Yesterday’s release of  “College Going and the Class of 2022” from the Tennessee Higher Education Commission showcases Tennessee’s steps to recovery from a historic 9 percentage point college-going decline, but also reaffirms a pressing need to address gaps by race, gender, and economic status. While the 1.5 percentage point college-going rate (CGR) increase to 54.3 percent is a testament to the hard work of Tennessee’s agencies, school districts, institutions, and community-based organizations, persistent disparities in college access for students of color are a call to action for immediate, targeted solutions.

Encouragingly, race and gender gaps in college-going have shrank for the Class of 2022, with Black students CGR increasing by 2.9 percentage points to 46.9 percent, and Latino students CGR increasing by 2.3 points to 37.3 percent. For men, the college-going rate has grown by 1.8 points to 48.3 percent. However, these still wide gaps represent an immense challenge for the future of Tennessee. For the Class of 2022, less than 1 in 3 Latino men and only 40 percent of Black men enrolled in higher education the fall immediately after high school.

_DATASET EXTRACT:_

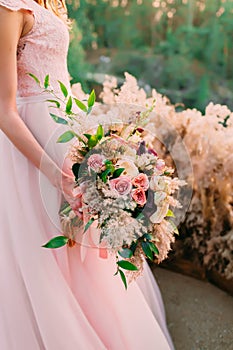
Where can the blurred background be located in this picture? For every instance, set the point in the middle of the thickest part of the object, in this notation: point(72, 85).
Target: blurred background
point(182, 48)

_SET TASKS:_
[1] In the passage on Tennessee's college-going rates, what college-going rate did the Class of 2022 reach overall?
[2] Name every kind of group that the passage on Tennessee's college-going rates credits with hard work behind the rate increase.
[3] Carry on the passage about Tennessee's college-going rates, beginning right after its final sentence.

_ANSWERS GIVEN:_
[1] 54.3 percent

[2] Tennessee's agencies, school districts, institutions, and community-based organizations

[3]
The Education Trust – Tennessee continues to pursue equitable college access for all Tennesseeans, and has convened the Thrive Network – a project that equips Black and Latino students and community organizations with tools and resources that advance proven strategies to increase the number of underrepresented students progressing to higher education. We believe that all students – regardless of age, economic status, citizenship, or background – are deserving of an affordable, high quality postsecondary education.

One of The Education Trust’s League Leaders, Kaya Phillips, a rising senior and Speech Language Disorders major at Southern University, responds to the report and her thoughts on the importance of college-going:

“Higher education is so important to me because I am able to learn and grow emotionally, intellectually, and in so many other areas of life. I faced several barriers coming into college – I started out at a community college and just knowing the system and the lack of communication… You have to know what questions to ask to figure out what answers to get. My mom being a first generation student, we had to learn how to do it on our own. I have always known that I wanted to go to college and get my doctoral degree, and climb the ladder of success.”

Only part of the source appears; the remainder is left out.